DOCUMENTS FOURNIS:
====

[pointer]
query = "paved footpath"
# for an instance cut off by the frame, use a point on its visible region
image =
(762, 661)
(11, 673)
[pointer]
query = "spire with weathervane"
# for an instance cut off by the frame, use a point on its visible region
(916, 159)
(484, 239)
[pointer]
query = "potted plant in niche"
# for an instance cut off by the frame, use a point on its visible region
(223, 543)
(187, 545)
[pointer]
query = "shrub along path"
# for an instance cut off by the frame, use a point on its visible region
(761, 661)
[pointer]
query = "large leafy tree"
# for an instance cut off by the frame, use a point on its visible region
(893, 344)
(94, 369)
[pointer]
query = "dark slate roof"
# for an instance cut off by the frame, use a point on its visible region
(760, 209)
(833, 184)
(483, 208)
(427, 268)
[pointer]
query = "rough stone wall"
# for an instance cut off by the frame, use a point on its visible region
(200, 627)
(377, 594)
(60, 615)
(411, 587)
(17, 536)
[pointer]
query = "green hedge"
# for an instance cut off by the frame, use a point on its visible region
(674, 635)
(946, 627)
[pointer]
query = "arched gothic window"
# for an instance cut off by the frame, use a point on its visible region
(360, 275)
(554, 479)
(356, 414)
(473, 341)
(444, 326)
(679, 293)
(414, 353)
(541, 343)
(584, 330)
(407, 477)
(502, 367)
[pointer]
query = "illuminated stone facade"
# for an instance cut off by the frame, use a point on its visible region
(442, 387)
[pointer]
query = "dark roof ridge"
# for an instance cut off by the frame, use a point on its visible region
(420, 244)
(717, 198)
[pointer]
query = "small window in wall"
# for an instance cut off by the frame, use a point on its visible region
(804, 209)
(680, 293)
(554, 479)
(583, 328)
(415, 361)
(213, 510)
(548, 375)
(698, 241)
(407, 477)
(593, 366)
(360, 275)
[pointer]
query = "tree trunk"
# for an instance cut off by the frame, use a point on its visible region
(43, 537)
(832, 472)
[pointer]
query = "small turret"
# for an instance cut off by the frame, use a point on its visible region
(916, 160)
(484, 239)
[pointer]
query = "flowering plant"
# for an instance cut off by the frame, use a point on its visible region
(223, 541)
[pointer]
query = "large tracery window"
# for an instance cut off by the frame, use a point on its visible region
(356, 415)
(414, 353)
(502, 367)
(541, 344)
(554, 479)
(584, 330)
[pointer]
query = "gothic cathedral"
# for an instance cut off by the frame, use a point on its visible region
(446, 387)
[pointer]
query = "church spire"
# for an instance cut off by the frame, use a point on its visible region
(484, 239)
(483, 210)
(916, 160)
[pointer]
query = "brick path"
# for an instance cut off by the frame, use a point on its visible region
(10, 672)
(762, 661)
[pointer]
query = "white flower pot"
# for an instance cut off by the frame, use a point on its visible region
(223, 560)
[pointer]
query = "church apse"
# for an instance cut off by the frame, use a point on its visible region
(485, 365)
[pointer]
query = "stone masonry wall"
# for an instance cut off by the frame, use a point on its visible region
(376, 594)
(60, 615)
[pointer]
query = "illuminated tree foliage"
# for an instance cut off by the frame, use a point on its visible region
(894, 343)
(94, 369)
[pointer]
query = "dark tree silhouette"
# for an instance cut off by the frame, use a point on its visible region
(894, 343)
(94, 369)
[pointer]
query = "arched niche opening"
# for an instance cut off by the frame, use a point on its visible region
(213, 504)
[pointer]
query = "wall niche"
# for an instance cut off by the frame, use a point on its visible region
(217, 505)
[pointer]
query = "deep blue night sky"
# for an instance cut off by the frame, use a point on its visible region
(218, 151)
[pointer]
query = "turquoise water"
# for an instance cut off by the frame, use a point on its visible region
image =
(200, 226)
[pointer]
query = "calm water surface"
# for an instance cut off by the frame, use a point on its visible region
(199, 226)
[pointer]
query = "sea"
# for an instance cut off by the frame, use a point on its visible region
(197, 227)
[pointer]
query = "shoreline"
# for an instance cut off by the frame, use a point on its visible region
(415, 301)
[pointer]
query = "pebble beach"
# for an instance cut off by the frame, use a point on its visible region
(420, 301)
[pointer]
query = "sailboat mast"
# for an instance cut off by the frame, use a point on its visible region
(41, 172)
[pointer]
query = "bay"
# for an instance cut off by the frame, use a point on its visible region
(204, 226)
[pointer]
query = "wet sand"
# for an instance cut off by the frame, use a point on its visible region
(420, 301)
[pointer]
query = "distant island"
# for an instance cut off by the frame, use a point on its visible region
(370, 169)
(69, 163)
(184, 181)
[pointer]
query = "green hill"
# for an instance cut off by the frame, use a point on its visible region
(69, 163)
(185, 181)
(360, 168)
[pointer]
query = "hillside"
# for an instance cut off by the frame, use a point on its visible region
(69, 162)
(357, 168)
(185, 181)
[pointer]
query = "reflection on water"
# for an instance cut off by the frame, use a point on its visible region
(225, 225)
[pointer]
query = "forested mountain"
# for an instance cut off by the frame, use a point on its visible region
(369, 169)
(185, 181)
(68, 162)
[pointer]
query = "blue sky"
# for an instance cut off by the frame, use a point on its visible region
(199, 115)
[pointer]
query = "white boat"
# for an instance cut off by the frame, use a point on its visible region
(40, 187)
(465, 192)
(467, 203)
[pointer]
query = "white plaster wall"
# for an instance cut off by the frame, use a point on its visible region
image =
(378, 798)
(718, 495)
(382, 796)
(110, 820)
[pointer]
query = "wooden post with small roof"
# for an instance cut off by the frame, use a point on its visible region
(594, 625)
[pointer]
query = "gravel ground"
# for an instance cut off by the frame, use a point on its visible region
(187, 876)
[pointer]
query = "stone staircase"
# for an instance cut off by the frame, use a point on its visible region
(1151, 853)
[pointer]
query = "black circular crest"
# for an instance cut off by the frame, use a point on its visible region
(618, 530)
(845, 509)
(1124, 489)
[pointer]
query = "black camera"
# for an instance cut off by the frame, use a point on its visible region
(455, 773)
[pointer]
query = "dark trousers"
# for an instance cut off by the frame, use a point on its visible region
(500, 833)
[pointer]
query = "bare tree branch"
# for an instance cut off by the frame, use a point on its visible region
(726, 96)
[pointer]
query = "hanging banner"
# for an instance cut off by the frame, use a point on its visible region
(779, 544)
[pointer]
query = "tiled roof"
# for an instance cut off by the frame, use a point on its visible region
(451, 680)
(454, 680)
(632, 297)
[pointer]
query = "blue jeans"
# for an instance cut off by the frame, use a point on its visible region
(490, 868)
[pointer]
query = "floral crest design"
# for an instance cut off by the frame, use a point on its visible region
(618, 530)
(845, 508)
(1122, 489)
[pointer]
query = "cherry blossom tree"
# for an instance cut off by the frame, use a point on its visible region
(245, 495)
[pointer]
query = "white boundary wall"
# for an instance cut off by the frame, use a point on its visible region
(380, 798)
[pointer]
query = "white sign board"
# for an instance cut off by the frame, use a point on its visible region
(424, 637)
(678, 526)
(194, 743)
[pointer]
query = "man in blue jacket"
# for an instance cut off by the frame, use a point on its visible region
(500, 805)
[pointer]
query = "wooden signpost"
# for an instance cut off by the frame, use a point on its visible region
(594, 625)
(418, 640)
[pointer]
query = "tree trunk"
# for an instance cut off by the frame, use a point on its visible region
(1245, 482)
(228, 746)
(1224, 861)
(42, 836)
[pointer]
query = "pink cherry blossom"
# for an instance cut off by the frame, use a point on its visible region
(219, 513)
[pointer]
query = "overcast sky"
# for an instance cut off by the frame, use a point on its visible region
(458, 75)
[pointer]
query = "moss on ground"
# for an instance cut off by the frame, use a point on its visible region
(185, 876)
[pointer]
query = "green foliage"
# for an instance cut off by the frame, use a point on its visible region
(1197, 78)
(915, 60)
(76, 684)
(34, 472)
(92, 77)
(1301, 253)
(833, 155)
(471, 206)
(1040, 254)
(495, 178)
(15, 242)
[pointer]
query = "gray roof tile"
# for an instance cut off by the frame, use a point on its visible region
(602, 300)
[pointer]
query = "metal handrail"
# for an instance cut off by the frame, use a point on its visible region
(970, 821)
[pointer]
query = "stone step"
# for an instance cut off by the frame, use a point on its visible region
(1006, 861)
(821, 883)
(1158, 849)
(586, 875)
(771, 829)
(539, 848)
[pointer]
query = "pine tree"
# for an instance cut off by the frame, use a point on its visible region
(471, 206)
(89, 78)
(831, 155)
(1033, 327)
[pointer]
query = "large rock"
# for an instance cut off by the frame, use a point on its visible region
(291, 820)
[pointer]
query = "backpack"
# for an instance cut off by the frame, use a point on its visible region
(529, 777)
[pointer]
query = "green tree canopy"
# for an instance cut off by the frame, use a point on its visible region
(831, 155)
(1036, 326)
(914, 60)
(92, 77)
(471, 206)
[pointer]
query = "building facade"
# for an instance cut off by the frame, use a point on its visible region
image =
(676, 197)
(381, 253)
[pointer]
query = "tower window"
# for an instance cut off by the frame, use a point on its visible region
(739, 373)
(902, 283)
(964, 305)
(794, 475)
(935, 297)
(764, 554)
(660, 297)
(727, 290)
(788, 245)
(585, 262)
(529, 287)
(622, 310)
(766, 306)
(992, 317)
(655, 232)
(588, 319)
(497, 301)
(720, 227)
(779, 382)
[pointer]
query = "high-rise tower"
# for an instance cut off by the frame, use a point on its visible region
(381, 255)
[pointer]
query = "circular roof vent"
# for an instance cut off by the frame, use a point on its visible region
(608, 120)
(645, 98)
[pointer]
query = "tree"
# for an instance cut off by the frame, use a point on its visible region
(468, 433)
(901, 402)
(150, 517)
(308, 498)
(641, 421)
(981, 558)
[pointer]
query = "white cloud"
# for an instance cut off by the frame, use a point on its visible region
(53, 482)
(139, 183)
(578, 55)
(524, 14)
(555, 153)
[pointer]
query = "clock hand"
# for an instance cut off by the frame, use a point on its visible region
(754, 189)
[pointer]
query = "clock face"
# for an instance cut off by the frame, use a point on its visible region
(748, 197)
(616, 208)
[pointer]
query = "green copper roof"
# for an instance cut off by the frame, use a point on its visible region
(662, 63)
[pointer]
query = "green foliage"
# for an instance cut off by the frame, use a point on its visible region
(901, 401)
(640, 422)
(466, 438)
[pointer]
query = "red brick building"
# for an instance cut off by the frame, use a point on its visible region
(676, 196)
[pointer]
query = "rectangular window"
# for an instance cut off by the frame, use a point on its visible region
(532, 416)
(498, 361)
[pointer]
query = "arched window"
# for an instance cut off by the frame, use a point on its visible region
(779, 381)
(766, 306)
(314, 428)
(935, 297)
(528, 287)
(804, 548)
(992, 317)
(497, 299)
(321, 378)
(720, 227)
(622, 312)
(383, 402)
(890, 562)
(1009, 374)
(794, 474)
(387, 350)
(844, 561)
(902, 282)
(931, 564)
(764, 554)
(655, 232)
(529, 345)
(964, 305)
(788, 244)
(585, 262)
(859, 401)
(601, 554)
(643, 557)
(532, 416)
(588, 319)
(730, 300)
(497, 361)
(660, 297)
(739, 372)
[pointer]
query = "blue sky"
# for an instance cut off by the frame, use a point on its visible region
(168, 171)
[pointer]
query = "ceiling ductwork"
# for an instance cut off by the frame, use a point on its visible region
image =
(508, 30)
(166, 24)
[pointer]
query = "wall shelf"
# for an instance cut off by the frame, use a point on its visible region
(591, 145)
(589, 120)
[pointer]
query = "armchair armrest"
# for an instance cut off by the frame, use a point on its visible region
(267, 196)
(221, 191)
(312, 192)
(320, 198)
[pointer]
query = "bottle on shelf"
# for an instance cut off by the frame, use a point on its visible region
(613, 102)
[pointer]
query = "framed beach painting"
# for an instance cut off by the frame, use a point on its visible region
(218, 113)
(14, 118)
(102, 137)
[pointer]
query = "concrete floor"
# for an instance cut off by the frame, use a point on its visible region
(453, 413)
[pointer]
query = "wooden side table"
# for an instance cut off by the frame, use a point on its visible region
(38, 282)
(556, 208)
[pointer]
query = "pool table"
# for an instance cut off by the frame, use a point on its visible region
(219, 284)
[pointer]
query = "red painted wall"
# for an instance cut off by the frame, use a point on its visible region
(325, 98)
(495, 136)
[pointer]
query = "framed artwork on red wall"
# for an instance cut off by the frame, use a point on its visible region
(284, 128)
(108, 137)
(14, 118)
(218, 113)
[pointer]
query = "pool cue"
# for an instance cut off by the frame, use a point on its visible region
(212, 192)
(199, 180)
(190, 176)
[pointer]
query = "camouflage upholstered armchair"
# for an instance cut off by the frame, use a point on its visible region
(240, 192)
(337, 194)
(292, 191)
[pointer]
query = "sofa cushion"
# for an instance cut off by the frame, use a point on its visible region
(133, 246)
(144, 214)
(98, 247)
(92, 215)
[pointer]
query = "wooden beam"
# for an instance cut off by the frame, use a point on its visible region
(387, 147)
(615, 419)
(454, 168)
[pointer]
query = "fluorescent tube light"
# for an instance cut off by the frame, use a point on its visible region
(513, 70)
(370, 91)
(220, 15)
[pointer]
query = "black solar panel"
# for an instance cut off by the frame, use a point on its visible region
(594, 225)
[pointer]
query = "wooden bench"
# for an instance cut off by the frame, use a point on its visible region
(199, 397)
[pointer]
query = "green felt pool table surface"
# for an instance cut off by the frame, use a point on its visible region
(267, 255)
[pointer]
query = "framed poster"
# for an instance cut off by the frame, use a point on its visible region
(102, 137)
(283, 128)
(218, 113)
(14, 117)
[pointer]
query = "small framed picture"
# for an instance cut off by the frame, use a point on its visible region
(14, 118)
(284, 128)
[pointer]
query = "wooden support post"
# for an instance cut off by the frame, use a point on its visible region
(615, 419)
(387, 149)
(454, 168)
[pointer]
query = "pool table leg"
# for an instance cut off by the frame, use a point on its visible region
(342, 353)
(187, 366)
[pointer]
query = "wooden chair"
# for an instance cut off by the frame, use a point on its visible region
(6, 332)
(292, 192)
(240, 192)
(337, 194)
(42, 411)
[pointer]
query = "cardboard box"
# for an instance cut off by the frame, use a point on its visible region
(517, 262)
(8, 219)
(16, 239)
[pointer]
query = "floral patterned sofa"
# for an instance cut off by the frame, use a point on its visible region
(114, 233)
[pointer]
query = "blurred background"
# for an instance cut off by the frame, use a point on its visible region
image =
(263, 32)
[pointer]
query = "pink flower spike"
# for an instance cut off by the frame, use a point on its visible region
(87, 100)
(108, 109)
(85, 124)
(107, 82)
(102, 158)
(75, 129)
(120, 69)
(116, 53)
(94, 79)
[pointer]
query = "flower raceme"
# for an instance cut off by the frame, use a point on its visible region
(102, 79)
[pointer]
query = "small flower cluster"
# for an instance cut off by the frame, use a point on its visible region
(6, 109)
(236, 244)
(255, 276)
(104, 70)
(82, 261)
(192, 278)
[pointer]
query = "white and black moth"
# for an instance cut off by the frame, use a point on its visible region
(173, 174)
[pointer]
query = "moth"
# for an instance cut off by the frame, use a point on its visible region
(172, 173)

====

CONSIGNE: Comptez les lignes des enregistrements où figure le mot « moth ». Indiquez uniquement ce nombre.

RÉPONSE: 2